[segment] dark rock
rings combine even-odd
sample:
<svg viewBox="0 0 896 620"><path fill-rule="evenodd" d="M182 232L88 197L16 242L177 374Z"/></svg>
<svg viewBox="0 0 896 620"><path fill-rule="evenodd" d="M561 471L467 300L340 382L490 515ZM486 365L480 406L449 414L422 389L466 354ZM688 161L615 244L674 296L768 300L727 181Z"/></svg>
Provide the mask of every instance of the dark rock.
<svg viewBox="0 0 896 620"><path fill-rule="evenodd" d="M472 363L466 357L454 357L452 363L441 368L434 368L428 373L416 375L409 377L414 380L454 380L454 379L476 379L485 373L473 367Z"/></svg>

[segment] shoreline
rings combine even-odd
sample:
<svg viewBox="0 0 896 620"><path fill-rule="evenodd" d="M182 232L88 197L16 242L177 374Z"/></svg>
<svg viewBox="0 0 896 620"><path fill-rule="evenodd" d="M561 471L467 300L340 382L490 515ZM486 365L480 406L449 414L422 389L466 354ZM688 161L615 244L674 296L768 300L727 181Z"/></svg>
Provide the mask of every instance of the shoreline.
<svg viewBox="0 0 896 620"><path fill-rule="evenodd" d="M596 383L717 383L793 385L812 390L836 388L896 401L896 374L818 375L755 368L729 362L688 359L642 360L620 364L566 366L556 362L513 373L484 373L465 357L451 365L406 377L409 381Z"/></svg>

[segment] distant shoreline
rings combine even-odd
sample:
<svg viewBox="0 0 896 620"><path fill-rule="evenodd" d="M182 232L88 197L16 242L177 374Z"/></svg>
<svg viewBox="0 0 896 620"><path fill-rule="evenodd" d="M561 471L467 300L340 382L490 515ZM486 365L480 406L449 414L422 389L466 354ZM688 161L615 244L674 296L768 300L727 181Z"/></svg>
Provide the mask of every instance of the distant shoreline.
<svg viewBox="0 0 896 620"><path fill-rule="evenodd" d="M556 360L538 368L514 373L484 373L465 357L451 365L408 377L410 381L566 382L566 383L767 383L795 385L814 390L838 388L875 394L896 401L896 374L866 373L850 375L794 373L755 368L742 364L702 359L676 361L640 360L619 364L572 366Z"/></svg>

--- --- ---

» What to produce: Update the data above so that "instance" becomes "occurrence" wherever it occurs, with everything else left unchanged.

» Complete output:
[segment] dark rock
rings combine even-odd
sample:
<svg viewBox="0 0 896 620"><path fill-rule="evenodd" d="M182 232L88 197L16 242L177 374Z"/></svg>
<svg viewBox="0 0 896 620"><path fill-rule="evenodd" d="M561 471L467 300L340 382L490 515ZM486 365L480 406L449 414L422 389L466 354ZM688 161L615 244L674 296L768 300L727 181Z"/></svg>
Provide the mask of every occurrence of the dark rock.
<svg viewBox="0 0 896 620"><path fill-rule="evenodd" d="M472 363L466 357L454 357L452 363L441 368L434 368L428 373L416 375L409 377L414 380L454 380L454 379L476 379L485 373L473 367Z"/></svg>

[segment] shoreline
rings combine even-odd
sample:
<svg viewBox="0 0 896 620"><path fill-rule="evenodd" d="M182 232L88 197L16 242L177 374Z"/></svg>
<svg viewBox="0 0 896 620"><path fill-rule="evenodd" d="M561 471L467 300L340 382L490 515ZM486 365L480 406L449 414L422 389L466 354ZM688 161L615 244L674 296L768 300L727 181Z"/></svg>
Provide the mask of every occurrence of the shoreline.
<svg viewBox="0 0 896 620"><path fill-rule="evenodd" d="M596 383L717 383L793 385L812 390L836 388L896 401L896 374L818 375L755 368L729 362L688 359L642 360L620 364L566 366L556 362L513 373L484 373L465 357L451 365L406 377L409 381Z"/></svg>

[segment] distant shoreline
rings combine even-odd
sample:
<svg viewBox="0 0 896 620"><path fill-rule="evenodd" d="M182 232L88 197L16 242L177 374Z"/></svg>
<svg viewBox="0 0 896 620"><path fill-rule="evenodd" d="M561 471L467 300L340 382L490 515ZM486 365L480 406L449 414L422 389L466 354ZM688 161L615 244L674 296L768 300L727 181Z"/></svg>
Provide the mask of every occurrence of the distant shoreline.
<svg viewBox="0 0 896 620"><path fill-rule="evenodd" d="M556 360L538 368L514 373L484 373L465 357L451 365L408 377L410 381L566 382L566 383L767 383L795 385L814 390L838 388L875 394L896 401L896 374L866 373L850 375L794 373L755 368L742 364L702 359L676 361L640 360L619 364L572 366Z"/></svg>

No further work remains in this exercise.